List every line in the data below that contains the string "outstretched", copying each such line in full. Matching is case-sensitive.

(Stored data entries)
○ ○ ○ ○ ○ ○ ○
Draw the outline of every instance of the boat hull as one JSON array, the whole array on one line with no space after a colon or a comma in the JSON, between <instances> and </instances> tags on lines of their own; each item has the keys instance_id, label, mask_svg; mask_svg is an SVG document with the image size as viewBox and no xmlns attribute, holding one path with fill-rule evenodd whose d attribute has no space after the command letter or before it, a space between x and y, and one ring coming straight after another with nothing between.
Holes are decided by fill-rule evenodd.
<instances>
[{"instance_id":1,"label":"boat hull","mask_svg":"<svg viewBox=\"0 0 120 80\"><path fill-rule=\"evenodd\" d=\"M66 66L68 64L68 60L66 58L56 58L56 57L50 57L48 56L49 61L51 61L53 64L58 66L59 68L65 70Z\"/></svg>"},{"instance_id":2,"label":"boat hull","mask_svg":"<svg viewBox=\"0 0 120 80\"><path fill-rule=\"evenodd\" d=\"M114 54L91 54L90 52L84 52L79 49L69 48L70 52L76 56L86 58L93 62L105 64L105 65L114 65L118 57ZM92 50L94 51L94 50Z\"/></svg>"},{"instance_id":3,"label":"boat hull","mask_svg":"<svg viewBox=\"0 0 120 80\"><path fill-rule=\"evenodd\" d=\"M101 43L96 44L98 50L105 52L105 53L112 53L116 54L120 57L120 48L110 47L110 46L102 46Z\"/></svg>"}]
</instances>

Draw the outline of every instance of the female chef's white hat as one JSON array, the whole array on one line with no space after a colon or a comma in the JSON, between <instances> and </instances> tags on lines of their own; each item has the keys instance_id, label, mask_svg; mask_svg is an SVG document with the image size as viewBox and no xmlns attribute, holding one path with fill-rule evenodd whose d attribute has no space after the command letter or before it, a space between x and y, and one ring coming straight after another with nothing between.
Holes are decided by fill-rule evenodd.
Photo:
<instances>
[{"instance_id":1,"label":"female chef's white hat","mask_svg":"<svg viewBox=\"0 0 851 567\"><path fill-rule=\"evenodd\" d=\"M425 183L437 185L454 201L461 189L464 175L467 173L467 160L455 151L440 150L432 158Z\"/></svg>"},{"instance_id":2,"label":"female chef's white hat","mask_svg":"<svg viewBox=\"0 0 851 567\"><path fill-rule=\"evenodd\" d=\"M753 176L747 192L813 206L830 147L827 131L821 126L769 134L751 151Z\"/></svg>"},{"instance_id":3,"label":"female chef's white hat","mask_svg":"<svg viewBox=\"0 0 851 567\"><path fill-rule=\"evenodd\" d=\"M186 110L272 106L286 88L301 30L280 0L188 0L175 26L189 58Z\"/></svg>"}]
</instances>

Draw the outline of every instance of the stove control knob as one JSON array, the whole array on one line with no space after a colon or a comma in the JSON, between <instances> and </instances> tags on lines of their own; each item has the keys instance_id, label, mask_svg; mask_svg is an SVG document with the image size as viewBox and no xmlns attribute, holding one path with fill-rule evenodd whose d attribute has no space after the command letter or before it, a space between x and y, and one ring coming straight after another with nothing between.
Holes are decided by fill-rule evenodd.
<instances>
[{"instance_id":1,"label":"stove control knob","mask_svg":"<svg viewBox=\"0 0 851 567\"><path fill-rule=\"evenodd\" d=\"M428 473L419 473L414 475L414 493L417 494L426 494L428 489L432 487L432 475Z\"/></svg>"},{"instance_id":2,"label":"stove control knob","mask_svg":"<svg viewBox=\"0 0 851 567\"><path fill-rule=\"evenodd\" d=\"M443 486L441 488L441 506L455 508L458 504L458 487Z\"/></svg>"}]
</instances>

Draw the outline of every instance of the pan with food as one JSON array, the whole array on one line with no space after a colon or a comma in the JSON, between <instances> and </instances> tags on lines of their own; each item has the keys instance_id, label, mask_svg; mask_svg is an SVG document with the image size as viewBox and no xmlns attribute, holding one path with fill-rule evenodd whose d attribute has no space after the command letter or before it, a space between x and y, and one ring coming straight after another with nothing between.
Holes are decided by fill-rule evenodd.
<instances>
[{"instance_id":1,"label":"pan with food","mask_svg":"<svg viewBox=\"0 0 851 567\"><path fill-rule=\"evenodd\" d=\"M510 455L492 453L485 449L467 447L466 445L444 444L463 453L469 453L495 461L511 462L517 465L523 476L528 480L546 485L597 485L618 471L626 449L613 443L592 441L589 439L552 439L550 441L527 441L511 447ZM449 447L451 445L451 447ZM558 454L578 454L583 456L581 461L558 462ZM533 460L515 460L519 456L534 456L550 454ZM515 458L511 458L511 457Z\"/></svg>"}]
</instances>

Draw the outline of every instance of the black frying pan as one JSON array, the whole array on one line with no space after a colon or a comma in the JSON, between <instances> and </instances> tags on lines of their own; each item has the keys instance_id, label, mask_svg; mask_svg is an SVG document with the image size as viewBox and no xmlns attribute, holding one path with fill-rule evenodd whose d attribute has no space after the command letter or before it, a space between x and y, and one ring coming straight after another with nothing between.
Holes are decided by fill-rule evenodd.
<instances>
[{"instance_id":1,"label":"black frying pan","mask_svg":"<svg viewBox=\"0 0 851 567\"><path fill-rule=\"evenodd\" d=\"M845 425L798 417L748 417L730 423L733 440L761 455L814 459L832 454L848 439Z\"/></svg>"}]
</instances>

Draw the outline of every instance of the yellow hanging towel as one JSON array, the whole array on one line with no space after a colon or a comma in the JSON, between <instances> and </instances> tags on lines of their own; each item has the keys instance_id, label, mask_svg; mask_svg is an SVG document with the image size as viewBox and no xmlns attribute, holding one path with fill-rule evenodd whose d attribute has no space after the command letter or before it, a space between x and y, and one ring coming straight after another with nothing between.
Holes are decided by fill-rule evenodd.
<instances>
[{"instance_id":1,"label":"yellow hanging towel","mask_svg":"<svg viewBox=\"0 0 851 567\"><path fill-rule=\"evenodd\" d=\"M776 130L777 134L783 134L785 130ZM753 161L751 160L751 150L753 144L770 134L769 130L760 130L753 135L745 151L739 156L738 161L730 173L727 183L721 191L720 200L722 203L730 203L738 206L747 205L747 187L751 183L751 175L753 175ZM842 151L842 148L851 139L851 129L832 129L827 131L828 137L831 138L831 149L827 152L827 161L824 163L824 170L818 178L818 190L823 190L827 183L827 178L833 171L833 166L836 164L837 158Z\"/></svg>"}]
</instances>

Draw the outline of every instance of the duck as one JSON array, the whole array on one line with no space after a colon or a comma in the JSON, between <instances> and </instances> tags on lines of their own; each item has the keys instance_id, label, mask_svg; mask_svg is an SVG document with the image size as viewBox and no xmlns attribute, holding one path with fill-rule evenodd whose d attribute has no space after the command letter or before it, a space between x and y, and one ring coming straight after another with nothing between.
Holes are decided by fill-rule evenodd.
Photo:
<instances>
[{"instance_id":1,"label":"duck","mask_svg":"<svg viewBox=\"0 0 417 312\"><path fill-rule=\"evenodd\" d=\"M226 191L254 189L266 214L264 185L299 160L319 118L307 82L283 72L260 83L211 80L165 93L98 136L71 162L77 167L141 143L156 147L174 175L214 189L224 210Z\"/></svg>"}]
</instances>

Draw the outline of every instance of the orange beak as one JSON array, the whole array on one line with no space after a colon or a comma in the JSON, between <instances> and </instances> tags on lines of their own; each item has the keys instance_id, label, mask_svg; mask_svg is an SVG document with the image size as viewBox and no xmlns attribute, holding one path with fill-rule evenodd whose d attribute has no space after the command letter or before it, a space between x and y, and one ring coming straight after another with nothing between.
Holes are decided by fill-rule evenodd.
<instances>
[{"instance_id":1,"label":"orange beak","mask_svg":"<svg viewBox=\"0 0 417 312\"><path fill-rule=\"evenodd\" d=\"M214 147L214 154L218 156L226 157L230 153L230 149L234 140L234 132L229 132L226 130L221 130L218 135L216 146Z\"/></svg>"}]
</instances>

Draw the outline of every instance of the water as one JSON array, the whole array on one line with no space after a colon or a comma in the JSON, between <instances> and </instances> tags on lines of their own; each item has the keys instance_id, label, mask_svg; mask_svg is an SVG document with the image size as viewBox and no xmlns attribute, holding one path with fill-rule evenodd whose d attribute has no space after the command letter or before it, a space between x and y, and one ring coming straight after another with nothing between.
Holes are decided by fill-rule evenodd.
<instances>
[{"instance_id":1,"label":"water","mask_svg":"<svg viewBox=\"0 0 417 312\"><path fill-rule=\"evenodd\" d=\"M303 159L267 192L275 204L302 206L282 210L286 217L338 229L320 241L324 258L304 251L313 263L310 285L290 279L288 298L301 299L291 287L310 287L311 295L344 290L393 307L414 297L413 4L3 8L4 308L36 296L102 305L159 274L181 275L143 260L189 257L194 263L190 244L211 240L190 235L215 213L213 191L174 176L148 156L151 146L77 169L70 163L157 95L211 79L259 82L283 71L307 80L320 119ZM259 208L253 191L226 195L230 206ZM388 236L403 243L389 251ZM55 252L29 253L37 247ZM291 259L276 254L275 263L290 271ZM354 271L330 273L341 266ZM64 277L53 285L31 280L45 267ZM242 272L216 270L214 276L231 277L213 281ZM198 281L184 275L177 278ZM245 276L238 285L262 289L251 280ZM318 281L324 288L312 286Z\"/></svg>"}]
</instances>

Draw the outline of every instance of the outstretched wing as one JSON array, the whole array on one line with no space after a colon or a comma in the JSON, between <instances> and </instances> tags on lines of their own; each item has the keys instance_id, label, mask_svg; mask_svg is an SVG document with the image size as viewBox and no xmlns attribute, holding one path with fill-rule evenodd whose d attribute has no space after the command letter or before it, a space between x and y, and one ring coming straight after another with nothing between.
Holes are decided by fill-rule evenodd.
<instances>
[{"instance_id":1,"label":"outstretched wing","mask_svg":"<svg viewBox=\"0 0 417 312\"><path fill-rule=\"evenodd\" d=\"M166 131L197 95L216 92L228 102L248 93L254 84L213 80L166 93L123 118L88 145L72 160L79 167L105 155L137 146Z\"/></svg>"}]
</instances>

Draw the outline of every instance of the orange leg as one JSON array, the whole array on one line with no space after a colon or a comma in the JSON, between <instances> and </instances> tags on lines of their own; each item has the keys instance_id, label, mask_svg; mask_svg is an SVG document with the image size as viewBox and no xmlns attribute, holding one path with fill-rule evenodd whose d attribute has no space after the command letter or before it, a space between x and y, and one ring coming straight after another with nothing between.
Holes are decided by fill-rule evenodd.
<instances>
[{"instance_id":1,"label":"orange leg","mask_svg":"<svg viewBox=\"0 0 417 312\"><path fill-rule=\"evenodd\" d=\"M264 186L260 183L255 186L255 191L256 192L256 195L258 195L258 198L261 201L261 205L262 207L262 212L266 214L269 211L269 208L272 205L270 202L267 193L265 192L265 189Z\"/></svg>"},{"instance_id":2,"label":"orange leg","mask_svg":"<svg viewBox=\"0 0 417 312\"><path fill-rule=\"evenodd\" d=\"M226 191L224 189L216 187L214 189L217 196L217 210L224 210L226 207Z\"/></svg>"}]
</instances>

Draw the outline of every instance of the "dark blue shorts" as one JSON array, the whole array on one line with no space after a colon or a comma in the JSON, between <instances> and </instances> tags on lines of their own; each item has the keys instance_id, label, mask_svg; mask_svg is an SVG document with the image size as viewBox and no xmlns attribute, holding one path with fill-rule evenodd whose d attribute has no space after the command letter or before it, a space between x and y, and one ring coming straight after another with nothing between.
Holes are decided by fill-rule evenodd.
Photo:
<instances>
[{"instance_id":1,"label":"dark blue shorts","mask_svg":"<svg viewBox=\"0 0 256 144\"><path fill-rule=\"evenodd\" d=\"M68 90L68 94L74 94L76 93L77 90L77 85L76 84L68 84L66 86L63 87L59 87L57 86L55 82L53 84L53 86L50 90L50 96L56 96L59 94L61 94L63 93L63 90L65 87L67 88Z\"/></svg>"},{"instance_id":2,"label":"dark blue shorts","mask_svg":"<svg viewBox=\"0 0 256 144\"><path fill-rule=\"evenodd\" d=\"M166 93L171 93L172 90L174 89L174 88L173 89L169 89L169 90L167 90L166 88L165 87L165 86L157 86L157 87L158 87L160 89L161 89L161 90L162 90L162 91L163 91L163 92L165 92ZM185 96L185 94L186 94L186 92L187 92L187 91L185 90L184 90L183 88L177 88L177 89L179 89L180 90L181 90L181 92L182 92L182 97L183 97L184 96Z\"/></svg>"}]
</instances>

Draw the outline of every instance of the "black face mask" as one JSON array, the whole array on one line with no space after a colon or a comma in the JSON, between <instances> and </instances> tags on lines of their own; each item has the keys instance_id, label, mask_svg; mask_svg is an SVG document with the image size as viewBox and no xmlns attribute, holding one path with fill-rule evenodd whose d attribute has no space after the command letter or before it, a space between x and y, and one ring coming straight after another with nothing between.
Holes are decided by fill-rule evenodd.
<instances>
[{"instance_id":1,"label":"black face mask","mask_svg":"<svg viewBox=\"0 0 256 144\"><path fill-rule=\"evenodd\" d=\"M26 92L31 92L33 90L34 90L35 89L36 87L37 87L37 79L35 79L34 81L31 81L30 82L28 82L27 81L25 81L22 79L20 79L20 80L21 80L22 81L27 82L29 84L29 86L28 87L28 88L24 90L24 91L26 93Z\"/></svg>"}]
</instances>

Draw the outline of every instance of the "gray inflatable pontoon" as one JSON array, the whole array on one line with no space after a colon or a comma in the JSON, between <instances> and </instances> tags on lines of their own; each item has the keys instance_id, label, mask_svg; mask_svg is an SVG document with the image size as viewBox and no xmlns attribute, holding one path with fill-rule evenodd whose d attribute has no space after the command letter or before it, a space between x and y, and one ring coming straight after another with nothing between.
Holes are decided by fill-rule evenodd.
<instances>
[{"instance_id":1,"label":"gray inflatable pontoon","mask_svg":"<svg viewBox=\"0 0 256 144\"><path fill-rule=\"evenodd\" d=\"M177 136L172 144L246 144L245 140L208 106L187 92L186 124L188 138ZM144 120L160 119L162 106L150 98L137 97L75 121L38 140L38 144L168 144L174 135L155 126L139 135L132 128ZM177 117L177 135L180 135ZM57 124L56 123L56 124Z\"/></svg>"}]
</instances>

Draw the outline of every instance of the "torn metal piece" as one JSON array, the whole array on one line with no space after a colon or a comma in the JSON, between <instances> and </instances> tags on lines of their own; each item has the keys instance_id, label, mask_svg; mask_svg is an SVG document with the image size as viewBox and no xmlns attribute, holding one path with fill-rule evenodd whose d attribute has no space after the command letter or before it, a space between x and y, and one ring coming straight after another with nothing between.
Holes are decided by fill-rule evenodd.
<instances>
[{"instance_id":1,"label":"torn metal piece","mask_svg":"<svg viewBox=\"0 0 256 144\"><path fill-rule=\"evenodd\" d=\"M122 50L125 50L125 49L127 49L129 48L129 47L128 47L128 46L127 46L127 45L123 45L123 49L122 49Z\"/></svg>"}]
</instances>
○ ○ ○ ○ ○ ○ ○
### Exercise answer
Draw the outline of every instance of the outstretched wing as one JSON array, the whole array on one line with no space after a colon or a comma in the JSON, between <instances> and </instances> tags on lines of their own; each item has the keys instance_id, label, mask_svg; mask_svg is an SVG document with the image size as viewBox and no xmlns attribute, holding one path with fill-rule evenodd whose d attribute has no space after the command letter or before it, a space between x and y, and one ring coming straight after another with nothing between.
[{"instance_id":1,"label":"outstretched wing","mask_svg":"<svg viewBox=\"0 0 417 312\"><path fill-rule=\"evenodd\" d=\"M166 131L197 95L216 92L228 102L248 93L254 84L213 80L166 93L123 118L88 145L72 160L79 167L105 155L137 146Z\"/></svg>"}]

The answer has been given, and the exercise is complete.